### TASK PROMPT
Search the records for the string "front", then copy each line that has it.
[[ DATASET RECORDS, beginning ]]
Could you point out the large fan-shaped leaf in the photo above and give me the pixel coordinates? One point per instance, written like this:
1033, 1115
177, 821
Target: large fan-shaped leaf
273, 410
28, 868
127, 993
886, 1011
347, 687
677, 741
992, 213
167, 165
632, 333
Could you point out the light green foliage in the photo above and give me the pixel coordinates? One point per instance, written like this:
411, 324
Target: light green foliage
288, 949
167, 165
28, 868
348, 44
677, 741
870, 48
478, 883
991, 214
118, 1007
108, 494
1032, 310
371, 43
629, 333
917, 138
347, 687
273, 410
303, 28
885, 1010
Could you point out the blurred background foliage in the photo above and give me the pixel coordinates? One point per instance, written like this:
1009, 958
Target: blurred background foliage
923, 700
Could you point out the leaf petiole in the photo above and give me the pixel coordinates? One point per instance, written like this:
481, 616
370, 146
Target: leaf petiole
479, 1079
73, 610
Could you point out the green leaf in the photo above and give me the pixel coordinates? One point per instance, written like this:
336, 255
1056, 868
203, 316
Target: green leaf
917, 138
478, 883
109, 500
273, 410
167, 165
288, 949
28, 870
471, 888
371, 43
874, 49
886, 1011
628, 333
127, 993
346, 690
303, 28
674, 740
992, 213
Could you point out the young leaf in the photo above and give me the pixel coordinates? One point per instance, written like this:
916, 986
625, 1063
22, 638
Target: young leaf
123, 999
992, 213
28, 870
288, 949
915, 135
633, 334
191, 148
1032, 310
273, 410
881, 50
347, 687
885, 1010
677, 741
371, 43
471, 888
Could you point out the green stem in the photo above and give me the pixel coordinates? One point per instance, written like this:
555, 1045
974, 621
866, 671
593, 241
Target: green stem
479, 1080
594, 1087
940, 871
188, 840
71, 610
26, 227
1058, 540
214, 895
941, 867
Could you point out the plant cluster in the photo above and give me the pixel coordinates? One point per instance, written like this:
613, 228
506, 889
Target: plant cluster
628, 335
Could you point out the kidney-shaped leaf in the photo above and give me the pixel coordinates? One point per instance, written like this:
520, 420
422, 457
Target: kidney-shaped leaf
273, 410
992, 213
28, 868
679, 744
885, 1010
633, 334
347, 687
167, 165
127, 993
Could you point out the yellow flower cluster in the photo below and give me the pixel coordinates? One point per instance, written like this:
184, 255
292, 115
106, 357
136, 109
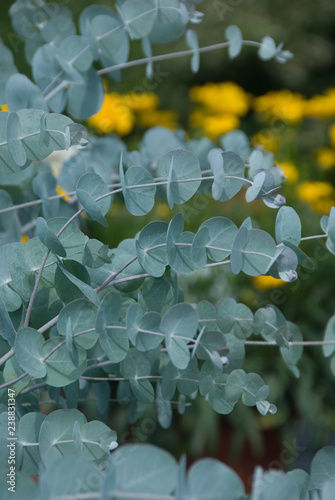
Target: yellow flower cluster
220, 106
319, 195
281, 105
321, 106
120, 112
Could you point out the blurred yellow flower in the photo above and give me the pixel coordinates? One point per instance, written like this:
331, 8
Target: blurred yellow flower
114, 116
214, 125
325, 158
319, 195
263, 283
281, 105
321, 106
266, 138
157, 117
290, 171
225, 97
60, 191
331, 132
24, 238
141, 102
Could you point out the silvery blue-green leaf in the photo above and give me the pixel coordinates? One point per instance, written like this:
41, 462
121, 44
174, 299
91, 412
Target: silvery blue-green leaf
303, 482
210, 479
236, 259
243, 326
92, 11
136, 368
45, 68
114, 340
74, 50
253, 191
7, 218
149, 335
178, 245
323, 466
22, 273
226, 314
257, 252
236, 141
288, 226
193, 43
157, 142
146, 48
234, 36
13, 370
7, 330
7, 68
13, 136
61, 370
83, 317
67, 468
235, 385
172, 17
56, 434
7, 163
95, 254
153, 236
22, 93
293, 353
198, 249
329, 335
138, 18
331, 230
58, 27
49, 238
159, 294
236, 354
28, 345
44, 186
228, 174
28, 438
178, 166
85, 100
284, 264
89, 188
138, 200
179, 324
268, 48
97, 438
207, 314
25, 487
209, 343
109, 33
144, 469
274, 200
217, 392
222, 233
324, 222
164, 409
11, 300
303, 259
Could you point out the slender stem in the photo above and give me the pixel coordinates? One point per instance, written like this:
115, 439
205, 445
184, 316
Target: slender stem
33, 295
314, 237
172, 55
113, 276
8, 355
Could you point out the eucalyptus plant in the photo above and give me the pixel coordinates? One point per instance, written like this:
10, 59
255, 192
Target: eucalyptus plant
77, 316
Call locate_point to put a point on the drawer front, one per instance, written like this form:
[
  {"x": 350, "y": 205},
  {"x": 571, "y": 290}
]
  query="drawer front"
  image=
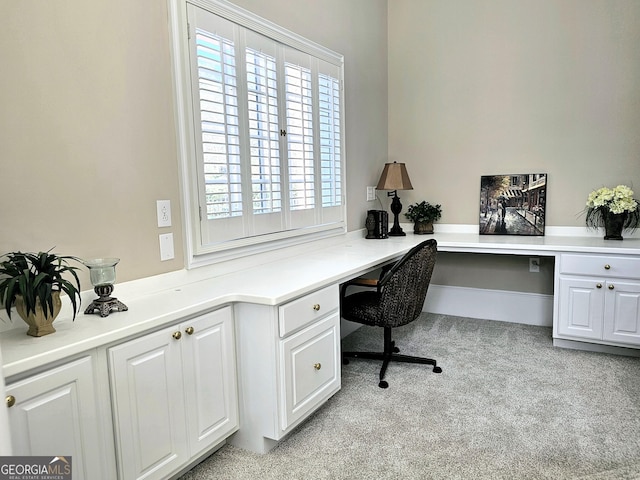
[
  {"x": 600, "y": 265},
  {"x": 306, "y": 310},
  {"x": 311, "y": 362}
]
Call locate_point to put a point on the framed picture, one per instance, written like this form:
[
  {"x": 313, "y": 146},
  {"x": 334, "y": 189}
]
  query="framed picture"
[{"x": 513, "y": 204}]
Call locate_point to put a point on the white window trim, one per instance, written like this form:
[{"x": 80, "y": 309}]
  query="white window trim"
[{"x": 184, "y": 126}]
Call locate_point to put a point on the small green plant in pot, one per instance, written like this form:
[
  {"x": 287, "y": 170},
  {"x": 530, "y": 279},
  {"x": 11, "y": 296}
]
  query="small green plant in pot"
[
  {"x": 423, "y": 215},
  {"x": 33, "y": 283}
]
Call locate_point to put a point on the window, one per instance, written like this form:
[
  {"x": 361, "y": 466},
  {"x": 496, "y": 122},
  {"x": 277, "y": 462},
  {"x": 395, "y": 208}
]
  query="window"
[{"x": 261, "y": 131}]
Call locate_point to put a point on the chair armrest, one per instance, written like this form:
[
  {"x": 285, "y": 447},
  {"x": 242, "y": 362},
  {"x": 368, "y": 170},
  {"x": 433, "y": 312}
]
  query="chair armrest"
[
  {"x": 364, "y": 282},
  {"x": 357, "y": 282}
]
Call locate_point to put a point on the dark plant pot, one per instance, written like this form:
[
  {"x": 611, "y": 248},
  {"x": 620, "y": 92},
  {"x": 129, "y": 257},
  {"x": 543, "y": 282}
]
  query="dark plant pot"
[
  {"x": 423, "y": 228},
  {"x": 613, "y": 225}
]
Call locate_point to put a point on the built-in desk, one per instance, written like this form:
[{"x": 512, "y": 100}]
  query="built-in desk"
[{"x": 269, "y": 299}]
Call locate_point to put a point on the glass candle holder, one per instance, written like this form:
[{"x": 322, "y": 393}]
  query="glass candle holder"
[{"x": 102, "y": 272}]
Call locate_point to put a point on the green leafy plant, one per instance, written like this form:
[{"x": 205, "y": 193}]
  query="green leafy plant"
[
  {"x": 35, "y": 276},
  {"x": 424, "y": 212},
  {"x": 618, "y": 200}
]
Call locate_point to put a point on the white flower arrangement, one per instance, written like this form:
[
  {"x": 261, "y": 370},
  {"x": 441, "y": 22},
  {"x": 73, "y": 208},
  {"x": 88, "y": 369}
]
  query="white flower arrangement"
[{"x": 618, "y": 200}]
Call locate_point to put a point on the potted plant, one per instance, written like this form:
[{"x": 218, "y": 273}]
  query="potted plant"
[
  {"x": 423, "y": 215},
  {"x": 33, "y": 283},
  {"x": 615, "y": 209}
]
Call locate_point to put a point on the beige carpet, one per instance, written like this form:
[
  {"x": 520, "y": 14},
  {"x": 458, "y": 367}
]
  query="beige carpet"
[{"x": 508, "y": 405}]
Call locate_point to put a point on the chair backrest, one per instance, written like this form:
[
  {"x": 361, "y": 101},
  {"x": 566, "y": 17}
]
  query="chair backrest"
[{"x": 404, "y": 287}]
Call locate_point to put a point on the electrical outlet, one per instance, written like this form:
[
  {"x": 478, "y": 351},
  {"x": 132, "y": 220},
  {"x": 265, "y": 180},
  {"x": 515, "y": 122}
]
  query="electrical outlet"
[
  {"x": 371, "y": 194},
  {"x": 534, "y": 265},
  {"x": 163, "y": 209},
  {"x": 166, "y": 247}
]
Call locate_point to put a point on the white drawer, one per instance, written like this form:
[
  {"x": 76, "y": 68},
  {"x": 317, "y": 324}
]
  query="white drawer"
[
  {"x": 311, "y": 362},
  {"x": 600, "y": 265},
  {"x": 308, "y": 309}
]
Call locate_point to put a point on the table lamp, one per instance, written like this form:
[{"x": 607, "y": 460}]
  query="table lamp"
[
  {"x": 102, "y": 272},
  {"x": 395, "y": 177}
]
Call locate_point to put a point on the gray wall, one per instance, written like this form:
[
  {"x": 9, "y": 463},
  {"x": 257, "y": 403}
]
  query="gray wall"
[{"x": 484, "y": 87}]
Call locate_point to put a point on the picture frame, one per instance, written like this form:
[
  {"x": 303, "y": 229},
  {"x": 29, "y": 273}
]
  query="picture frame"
[{"x": 513, "y": 204}]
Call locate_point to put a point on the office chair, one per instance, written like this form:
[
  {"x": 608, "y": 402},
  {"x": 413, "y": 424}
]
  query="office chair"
[{"x": 397, "y": 300}]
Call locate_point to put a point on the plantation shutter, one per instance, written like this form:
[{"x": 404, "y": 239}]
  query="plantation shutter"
[{"x": 267, "y": 136}]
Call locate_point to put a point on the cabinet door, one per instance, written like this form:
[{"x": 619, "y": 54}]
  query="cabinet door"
[
  {"x": 55, "y": 415},
  {"x": 581, "y": 307},
  {"x": 622, "y": 312},
  {"x": 208, "y": 352},
  {"x": 311, "y": 360},
  {"x": 148, "y": 402}
]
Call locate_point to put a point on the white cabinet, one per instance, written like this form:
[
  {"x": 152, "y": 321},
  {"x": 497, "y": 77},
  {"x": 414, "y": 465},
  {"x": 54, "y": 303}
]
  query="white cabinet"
[
  {"x": 599, "y": 299},
  {"x": 56, "y": 413},
  {"x": 174, "y": 395},
  {"x": 289, "y": 365}
]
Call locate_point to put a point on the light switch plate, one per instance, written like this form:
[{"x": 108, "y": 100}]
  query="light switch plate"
[
  {"x": 163, "y": 208},
  {"x": 166, "y": 247}
]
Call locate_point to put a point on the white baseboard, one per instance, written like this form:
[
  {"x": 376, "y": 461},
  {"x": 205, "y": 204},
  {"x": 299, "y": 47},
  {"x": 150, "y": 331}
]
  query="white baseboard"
[{"x": 501, "y": 305}]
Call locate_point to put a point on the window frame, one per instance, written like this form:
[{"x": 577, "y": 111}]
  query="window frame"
[{"x": 195, "y": 253}]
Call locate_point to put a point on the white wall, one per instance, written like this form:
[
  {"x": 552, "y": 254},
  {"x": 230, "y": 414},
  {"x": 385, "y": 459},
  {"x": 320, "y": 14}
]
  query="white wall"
[
  {"x": 482, "y": 87},
  {"x": 87, "y": 132}
]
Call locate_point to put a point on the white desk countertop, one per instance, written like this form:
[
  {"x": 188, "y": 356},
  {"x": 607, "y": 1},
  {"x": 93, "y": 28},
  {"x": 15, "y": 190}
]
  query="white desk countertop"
[{"x": 159, "y": 301}]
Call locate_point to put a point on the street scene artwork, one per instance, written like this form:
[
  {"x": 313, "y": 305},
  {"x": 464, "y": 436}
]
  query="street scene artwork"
[{"x": 513, "y": 204}]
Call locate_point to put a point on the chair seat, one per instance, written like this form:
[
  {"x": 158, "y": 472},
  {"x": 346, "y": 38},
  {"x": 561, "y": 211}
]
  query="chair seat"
[
  {"x": 398, "y": 299},
  {"x": 362, "y": 307}
]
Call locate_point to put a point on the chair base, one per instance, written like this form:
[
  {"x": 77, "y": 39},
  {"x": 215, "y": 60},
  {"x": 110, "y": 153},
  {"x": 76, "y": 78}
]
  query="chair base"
[{"x": 390, "y": 354}]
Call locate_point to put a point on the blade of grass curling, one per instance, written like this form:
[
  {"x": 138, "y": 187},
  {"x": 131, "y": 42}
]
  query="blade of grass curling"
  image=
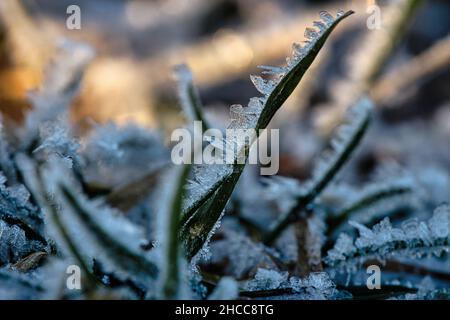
[{"x": 169, "y": 218}]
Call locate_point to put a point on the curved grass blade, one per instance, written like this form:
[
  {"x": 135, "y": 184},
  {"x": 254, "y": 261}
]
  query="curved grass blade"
[
  {"x": 257, "y": 115},
  {"x": 343, "y": 144}
]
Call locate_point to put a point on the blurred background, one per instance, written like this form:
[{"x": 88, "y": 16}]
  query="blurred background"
[{"x": 403, "y": 65}]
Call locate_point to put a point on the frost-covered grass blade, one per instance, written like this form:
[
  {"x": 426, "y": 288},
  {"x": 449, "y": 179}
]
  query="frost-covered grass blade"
[{"x": 256, "y": 115}]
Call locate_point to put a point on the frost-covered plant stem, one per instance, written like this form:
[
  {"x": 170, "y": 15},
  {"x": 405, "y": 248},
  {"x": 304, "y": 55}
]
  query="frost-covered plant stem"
[
  {"x": 257, "y": 115},
  {"x": 348, "y": 138},
  {"x": 366, "y": 201},
  {"x": 171, "y": 244},
  {"x": 189, "y": 97}
]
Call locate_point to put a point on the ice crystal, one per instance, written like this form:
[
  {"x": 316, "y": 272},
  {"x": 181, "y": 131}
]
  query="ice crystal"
[
  {"x": 57, "y": 139},
  {"x": 413, "y": 238},
  {"x": 316, "y": 286},
  {"x": 14, "y": 243},
  {"x": 226, "y": 289},
  {"x": 110, "y": 149},
  {"x": 267, "y": 280},
  {"x": 94, "y": 229},
  {"x": 356, "y": 121}
]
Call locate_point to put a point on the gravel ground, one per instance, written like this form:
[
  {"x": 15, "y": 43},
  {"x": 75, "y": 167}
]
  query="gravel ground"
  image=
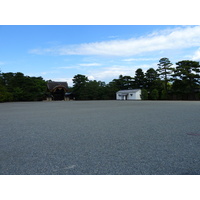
[[ DATASET RECORDS, end ]]
### RESPONSE AREA
Call locate_point to put a point on the drawer front, one per instance, written like this form:
  query="drawer front"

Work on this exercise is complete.